WHAT YOU NEED TO DO
Write out every one of the lines below with no changes at all.

+++ DATASET RECORDS

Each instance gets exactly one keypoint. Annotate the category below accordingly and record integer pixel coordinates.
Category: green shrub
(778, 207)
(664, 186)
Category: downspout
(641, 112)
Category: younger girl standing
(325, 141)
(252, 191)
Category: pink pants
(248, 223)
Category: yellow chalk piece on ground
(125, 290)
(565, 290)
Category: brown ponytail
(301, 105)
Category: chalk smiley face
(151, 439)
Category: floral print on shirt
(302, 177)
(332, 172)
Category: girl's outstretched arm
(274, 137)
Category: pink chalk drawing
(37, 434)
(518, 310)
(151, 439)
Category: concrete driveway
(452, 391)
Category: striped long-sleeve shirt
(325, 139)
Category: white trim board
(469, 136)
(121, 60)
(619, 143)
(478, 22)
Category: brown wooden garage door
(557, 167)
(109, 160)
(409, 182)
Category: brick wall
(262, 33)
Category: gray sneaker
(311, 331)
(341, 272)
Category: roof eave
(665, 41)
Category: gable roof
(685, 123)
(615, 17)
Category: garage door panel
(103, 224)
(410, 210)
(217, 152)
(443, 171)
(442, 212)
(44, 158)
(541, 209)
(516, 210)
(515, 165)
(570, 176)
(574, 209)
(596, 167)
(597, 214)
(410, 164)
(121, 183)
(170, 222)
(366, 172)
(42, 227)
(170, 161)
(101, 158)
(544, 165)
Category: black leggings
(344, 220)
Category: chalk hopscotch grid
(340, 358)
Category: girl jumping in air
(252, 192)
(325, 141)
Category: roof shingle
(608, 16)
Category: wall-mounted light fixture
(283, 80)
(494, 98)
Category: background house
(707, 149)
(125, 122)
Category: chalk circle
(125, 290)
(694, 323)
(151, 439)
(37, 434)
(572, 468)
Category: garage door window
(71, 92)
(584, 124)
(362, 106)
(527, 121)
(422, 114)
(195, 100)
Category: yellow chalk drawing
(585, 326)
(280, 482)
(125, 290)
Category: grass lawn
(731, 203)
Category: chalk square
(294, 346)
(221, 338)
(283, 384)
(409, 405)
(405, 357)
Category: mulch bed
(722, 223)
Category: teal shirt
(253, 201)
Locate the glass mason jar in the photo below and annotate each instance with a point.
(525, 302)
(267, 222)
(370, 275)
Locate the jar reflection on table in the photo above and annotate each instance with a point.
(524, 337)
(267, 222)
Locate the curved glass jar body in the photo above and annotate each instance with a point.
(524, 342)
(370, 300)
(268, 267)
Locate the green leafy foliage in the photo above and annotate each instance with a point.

++++++

RESPONSE TO THIS EXERCISE
Each instance gets exactly one keypoint. Annotate the category below accordingly and record integer pixel coordinates.
Category: green shrub
(778, 207)
(664, 186)
Category: downspout
(641, 112)
Category: younger girl standing
(325, 141)
(252, 191)
Category: pink pants
(248, 223)
Category: yellow chalk piece on ground
(125, 290)
(565, 290)
Category: brown ponytail
(301, 105)
Category: chalk smiley face
(151, 439)
Category: floral print on shirt
(302, 177)
(332, 172)
Category: girl's outstretched arm
(274, 137)
Category: pink chalk drawing
(37, 434)
(518, 310)
(151, 439)
Category: concrete driveway
(452, 391)
Category: striped long-sleeve shirt
(325, 139)
Category: white trim board
(469, 136)
(121, 60)
(619, 143)
(478, 22)
Category: brown wooden garage door
(557, 167)
(109, 160)
(409, 182)
Category: brick wall
(262, 33)
Category: gray sneaker
(311, 331)
(341, 272)
Category: roof eave
(665, 41)
Category: gable roof
(685, 123)
(615, 17)
Category: garage door panel
(103, 224)
(410, 210)
(217, 152)
(443, 171)
(442, 212)
(44, 158)
(541, 209)
(516, 210)
(515, 165)
(570, 176)
(574, 209)
(596, 167)
(597, 214)
(410, 164)
(121, 183)
(170, 222)
(366, 172)
(42, 227)
(170, 161)
(101, 158)
(544, 165)
Category: black leggings
(344, 220)
Category: chalk hopscotch grid
(340, 358)
Category: girl jumping in air
(252, 192)
(325, 141)
Category: roof shingle
(608, 16)
Category: wall-mounted light fixture
(283, 80)
(494, 98)
Category: background house
(707, 149)
(125, 122)
Category: chalk circle
(125, 290)
(694, 323)
(151, 439)
(37, 434)
(572, 468)
Category: garage door window
(71, 92)
(584, 124)
(362, 106)
(527, 121)
(422, 114)
(195, 100)
Category: yellow chalk drawing
(585, 326)
(280, 482)
(125, 290)
Category: grass lawn
(731, 203)
Category: chalk square
(294, 346)
(221, 338)
(283, 384)
(409, 405)
(405, 357)
Category: mulch bed
(722, 223)
Category: teal shirt
(253, 201)
Locate the glass mason jar in the photo below and annotate each instance with a point.
(525, 302)
(267, 222)
(370, 275)
Locate the jar reflection on table in the photo above and annotate each instance with a point.
(524, 337)
(267, 222)
Locate the curved glass jar body in the photo above and annotate each instance with a point.
(524, 342)
(370, 300)
(268, 267)
Locate the green leafy foliage in the photo above and annotate each instance with a point.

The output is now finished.